Note that because an alternative group must directly follow an item, a : preceeding an alternative group is not allowed.

All lines of an alternative group must begin on the same line, but there may be multiple | separated elements on a line. If an alternative's block contains an un-parenthesized : block, the alternative must appear beginning on its own line.

These are legal:

if test | then | else

cond a | (b: c; d) | (e:
                       f)
       | g:
           h
           i
       | else: j

These are not:

cond | a: b | c: d

cond | a: b | c:
                d
                e

Like a block, an alternative group will always be the last element of a surrounding group and will always be preceeded by at least one other item.

Parsed representation

The parsed representation uses syntax objects with paren-shape annotations. Atoms represent themselves; (item ...) represents a multi-element group; [item ...] represents a sequence, and {item ...} represents a block.

Because groups cannot begin with a block, blocks cannot occur directly nested. Thus {{item ...} ...} is available to unambiguously represent alternative groups. This is probably too cute. Maybe tags as in the Shrubbery proposal are a better idea, but I'll offer this as an alternative.

Parentheses are only used for disambiguation, so extra parentheses are removed at read-time. The parsed representation of single element groups has no parentheses, and that for multiple element groups has a single set of parentheses. So the following all have the same parsed representation:

lambda [x]: 1 + 2
(lambda [x]: 1 + 2)
lambda ([x]): 1 + 2
lambda [(x)]: 1 + 2
lambda [x]: (1 + 2)
lambda [x]: ((1 + 2))

of

(lambda [x] {(1 + 2)})

Here are the parsed representations of the examples from the earlier sections of this document:

{(define identity [x] {x})

 (define fib [n]
   {(cond
     {{(n == 0 {0})}
      {(n == 1 {1})}
      {(else {(fib [(n - 1)] + fib [(n - 2)])})}})})

 (define print_sexp [v out]
   {(match v
      {empty {(display ["()"])}}
      {(cons [a d]
         {(if is_list [d]
           {{(display ["("])
             (print_sexp [a])
             (for [(v = in_list [d])]
               {(display [" "])
                (print_sexp [v])}
             (display [")"])}
            {(display ["("])
             (print_sexp [a])
             (display [". "])
             (print_sexp [d])
             (display [")"])}})}
      {(v {(print_atom [v])})})})
(1 + 2 + 3)
(1 + (2 + 3 + 4))
(1 / (2 * 3 * 4 + 5))
[1 (2 + 3 + 4)]
(list [1, (2 + 3 + 4), 5, 6])
(define identity [x] {x})
(define distance [(Point [x y])]
  {(sqrt [(x^2 + y^2)])}
(define add_curried [x] {(lambda [y] {(x + y)})})
(when true {(display ["true!"]) (error [])})
(when true
  {(displayln ["true"])
   (error [])})
(a {b c d e})

▶ _Source data_

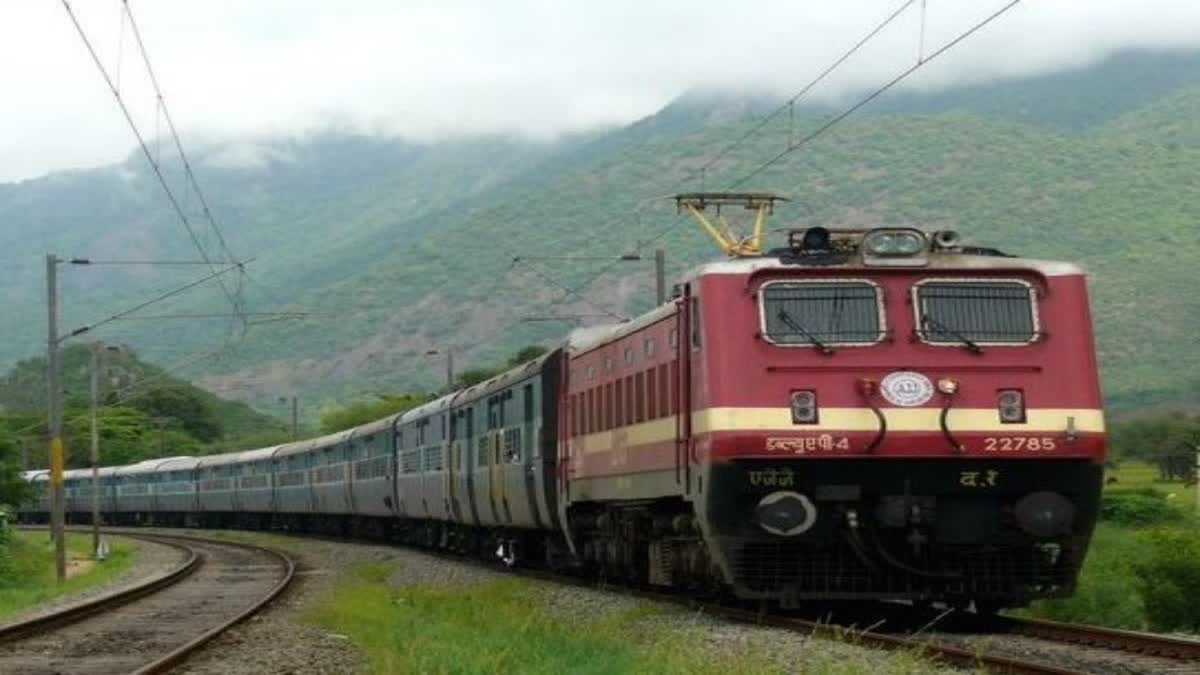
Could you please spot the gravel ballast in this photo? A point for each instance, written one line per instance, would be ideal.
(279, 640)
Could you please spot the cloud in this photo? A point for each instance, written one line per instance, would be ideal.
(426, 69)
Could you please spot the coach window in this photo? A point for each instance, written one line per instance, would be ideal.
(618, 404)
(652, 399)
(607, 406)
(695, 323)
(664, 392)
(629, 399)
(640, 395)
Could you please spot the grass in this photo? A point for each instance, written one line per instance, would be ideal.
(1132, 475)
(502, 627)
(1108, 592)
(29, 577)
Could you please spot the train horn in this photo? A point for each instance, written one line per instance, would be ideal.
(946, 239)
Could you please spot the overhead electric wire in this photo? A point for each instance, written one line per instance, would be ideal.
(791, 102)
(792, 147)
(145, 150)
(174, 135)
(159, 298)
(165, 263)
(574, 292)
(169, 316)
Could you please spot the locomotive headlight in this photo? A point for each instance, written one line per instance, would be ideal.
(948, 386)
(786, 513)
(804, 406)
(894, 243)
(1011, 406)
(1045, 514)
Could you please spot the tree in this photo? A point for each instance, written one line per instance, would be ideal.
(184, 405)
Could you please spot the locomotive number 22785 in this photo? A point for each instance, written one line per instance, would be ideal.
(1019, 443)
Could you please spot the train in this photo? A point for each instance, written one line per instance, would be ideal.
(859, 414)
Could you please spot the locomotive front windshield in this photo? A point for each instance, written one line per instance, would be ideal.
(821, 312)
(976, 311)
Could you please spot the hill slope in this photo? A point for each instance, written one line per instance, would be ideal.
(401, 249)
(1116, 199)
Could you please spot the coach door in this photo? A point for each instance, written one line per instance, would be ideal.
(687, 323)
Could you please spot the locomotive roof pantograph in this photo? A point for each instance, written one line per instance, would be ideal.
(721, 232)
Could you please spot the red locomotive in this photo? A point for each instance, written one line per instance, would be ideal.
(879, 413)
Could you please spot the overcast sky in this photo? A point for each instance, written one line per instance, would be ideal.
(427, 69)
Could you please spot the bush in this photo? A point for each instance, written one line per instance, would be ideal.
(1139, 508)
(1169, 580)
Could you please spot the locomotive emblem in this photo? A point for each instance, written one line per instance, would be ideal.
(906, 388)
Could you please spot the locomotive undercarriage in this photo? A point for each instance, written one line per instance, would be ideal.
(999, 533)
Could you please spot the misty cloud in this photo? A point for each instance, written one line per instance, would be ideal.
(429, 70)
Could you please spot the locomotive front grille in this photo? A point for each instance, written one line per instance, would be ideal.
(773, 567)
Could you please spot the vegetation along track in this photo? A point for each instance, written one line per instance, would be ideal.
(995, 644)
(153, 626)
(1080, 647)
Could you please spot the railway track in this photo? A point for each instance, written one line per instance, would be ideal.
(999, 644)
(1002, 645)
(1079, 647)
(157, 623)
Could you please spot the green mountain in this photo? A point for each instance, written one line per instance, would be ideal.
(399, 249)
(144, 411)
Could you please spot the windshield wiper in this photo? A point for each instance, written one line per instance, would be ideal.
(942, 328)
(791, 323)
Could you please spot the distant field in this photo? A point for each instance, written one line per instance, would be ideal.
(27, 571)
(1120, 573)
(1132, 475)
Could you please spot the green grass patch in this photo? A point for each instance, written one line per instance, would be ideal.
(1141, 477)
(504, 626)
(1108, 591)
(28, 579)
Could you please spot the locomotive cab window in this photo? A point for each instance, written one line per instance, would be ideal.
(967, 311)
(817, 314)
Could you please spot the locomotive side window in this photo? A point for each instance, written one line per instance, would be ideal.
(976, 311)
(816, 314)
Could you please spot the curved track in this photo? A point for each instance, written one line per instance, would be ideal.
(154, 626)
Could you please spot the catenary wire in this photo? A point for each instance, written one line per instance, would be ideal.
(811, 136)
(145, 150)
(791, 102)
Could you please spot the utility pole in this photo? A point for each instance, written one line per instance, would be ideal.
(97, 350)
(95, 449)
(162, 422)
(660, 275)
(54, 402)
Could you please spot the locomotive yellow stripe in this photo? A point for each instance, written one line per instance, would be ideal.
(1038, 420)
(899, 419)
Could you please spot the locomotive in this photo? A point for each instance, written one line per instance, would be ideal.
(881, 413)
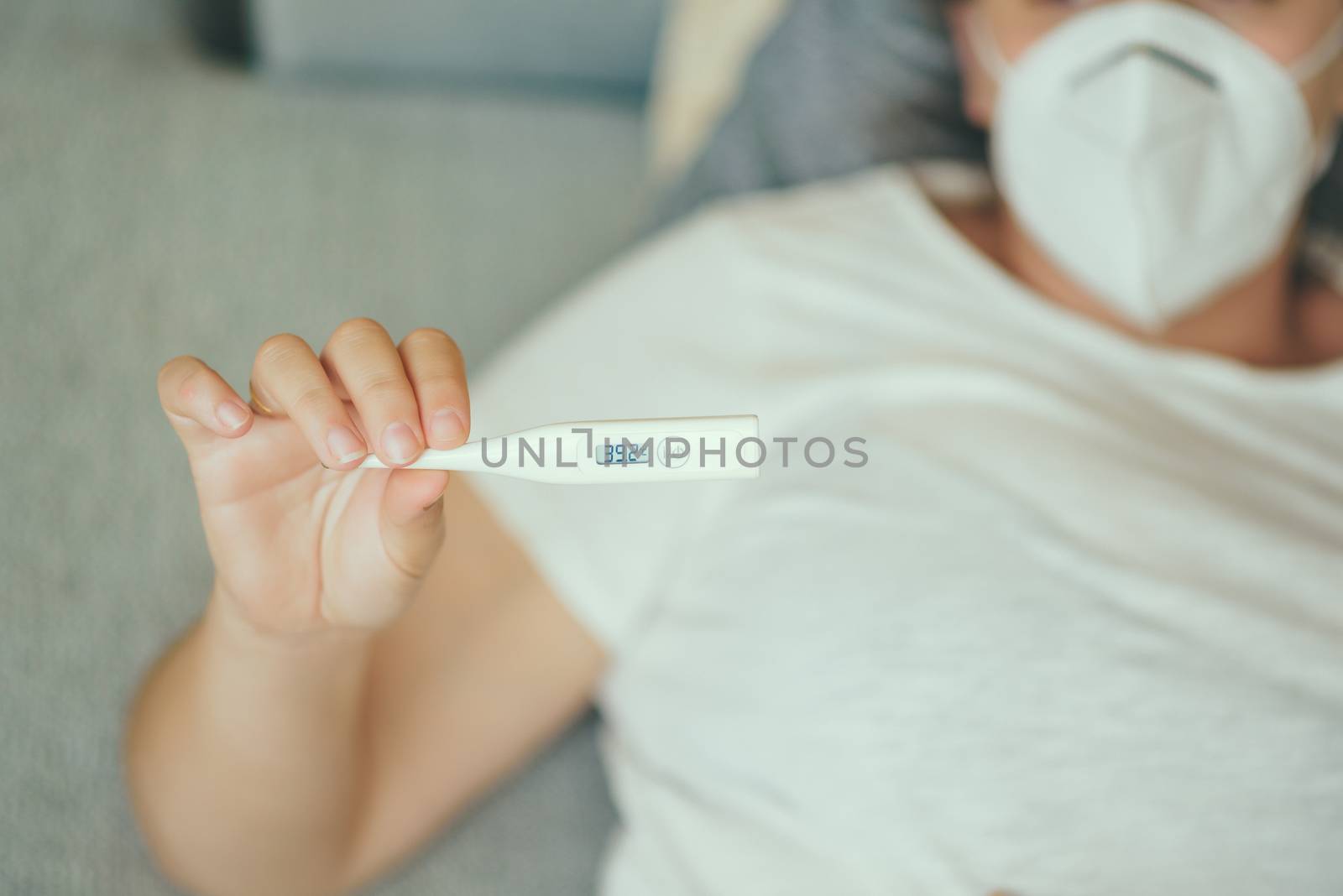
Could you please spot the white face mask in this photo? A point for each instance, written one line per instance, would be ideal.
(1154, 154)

==

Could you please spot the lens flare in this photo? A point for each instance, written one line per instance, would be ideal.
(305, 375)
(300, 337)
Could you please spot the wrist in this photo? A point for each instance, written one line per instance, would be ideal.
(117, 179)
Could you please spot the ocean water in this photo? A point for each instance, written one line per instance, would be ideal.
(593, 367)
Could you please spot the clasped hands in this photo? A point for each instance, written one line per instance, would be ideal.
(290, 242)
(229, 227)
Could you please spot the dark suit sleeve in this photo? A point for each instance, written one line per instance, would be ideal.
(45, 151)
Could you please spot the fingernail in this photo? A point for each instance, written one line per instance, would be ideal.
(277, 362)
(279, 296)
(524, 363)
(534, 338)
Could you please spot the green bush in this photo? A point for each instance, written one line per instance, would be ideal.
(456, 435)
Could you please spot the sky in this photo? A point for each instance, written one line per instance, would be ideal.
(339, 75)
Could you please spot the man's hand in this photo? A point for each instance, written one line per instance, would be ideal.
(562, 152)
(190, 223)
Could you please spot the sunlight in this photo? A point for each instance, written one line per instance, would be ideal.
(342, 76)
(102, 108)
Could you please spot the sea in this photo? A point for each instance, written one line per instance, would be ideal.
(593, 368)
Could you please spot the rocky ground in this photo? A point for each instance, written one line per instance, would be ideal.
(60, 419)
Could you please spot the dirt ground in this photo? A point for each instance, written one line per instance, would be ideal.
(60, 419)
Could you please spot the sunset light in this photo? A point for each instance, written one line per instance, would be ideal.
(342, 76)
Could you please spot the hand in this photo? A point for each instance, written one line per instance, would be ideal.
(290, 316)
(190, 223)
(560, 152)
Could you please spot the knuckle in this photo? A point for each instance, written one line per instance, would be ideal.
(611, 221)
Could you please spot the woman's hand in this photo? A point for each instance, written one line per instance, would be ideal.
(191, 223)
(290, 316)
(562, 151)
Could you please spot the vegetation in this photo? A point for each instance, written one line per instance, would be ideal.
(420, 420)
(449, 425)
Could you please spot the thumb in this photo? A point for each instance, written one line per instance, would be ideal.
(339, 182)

...

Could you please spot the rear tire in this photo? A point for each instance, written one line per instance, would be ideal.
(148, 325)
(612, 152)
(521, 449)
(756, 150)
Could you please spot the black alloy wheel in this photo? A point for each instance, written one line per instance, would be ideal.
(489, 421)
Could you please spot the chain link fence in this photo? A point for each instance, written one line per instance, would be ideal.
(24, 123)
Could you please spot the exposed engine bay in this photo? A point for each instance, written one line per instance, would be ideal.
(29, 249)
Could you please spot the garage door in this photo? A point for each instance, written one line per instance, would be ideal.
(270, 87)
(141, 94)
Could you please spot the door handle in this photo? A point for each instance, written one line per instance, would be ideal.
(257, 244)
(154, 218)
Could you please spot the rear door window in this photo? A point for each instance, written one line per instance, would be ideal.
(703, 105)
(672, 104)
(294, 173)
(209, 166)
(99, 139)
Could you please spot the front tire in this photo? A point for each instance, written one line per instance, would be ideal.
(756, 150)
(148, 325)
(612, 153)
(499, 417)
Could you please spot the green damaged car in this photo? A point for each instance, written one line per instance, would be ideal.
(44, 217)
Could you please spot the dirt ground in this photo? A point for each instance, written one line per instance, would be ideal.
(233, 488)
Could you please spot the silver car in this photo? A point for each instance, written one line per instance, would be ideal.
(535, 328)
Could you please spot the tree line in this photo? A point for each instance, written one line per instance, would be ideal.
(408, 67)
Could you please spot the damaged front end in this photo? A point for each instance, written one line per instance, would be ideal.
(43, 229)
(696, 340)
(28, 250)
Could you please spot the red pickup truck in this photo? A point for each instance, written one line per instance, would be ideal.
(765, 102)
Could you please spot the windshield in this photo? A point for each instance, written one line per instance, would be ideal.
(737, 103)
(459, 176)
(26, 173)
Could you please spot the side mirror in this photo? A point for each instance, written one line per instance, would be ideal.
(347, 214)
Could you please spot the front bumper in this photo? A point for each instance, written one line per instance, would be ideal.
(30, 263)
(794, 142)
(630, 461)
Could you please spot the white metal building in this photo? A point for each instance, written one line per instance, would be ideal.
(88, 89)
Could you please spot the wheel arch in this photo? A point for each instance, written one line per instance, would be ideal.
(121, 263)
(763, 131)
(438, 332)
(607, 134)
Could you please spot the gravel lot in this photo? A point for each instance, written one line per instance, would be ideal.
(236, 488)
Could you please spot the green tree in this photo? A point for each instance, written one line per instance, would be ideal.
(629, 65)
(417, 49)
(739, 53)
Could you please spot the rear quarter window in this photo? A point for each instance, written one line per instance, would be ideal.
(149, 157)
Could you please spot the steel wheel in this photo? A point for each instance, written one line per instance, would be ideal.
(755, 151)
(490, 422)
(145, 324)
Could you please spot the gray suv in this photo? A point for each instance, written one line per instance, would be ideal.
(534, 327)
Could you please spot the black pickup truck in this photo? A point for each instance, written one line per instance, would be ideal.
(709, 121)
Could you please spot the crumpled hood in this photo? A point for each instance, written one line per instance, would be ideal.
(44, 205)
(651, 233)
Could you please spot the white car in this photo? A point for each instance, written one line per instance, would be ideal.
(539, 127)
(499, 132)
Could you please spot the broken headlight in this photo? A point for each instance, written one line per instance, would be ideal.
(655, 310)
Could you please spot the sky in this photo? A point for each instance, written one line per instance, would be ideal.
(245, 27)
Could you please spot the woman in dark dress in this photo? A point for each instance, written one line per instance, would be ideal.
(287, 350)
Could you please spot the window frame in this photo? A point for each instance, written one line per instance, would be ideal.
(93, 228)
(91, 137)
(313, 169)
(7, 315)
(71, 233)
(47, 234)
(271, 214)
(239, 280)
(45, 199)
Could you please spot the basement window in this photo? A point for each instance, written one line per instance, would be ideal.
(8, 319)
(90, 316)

▶ _Given exercise 1_
In the syntax text's parsed representation, what does [item ...] stand for?
▶ _Given exercise 2_
Give the part of the entries that opens with the line containing "Could you please spot the gravel ballast" and closes with the line containing "(1116, 199)" as a Markdown table with the columns Position and Text, one numbered row per line, leaving out blank lines.

▶ _Problem solution 1_
A sequence.

▶ _Problem solution 2_
| Position | Text |
|---|---|
| 1 | Could you please spot the gravel ballast in this photo? A point for each instance, written one line per instance, would be ideal. |
| 2 | (279, 640) |
| 3 | Could you please spot the cloud in this photo? A point for each instance, written one line per instance, would be ideal. |
| 4 | (426, 69) |
| 5 | Could you please spot the coach window in this photo? A point for each instance, written one line per instance, would be ideal. |
| 6 | (618, 404) |
| 7 | (652, 399) |
| 8 | (607, 406) |
| 9 | (695, 323) |
| 10 | (664, 392) |
| 11 | (629, 399) |
| 12 | (640, 395) |
| 13 | Could you please spot the grass in this photo? A point for each instance, written one line per instance, would be ideal. |
| 14 | (1132, 475) |
| 15 | (502, 627) |
| 16 | (1108, 592) |
| 17 | (29, 577) |
| 18 | Could you please spot the train horn in this photo? A point for each instance, written one line per instance, would be ideal. |
| 19 | (946, 239) |
| 20 | Could you please spot the overhead electric wire in this photo? A point for each instance, written one line per instance, would be ideal. |
| 21 | (791, 102) |
| 22 | (792, 147) |
| 23 | (145, 150) |
| 24 | (174, 135) |
| 25 | (159, 298) |
| 26 | (165, 263) |
| 27 | (574, 292) |
| 28 | (169, 316) |
| 29 | Could you please spot the locomotive headlight in this photo? A point for each instance, written one line per instance, would be ideal. |
| 30 | (948, 386) |
| 31 | (786, 513) |
| 32 | (804, 406) |
| 33 | (894, 243) |
| 34 | (1011, 406) |
| 35 | (1045, 514) |
| 36 | Could you please spot the tree in this photo? A point for each instance, written one line per instance, would be ideal. |
| 37 | (184, 405) |
| 38 | Could you please spot the locomotive number 22785 in this photo? A point for each instance, written one line per instance, would be ideal. |
| 39 | (1019, 443) |
| 40 | Could you please spot the train in this photo? A point for each instance, written one line per instance, would be ideal. |
| 41 | (859, 414) |
| 42 | Could you please spot the locomotive front windshield in this photo? A point for each instance, written one line per instance, would be ideal. |
| 43 | (821, 312) |
| 44 | (976, 311) |
| 45 | Could you please spot the hill slope in this photo? A point for each instance, written one line per instance, would be ideal. |
| 46 | (401, 249) |
| 47 | (1116, 199) |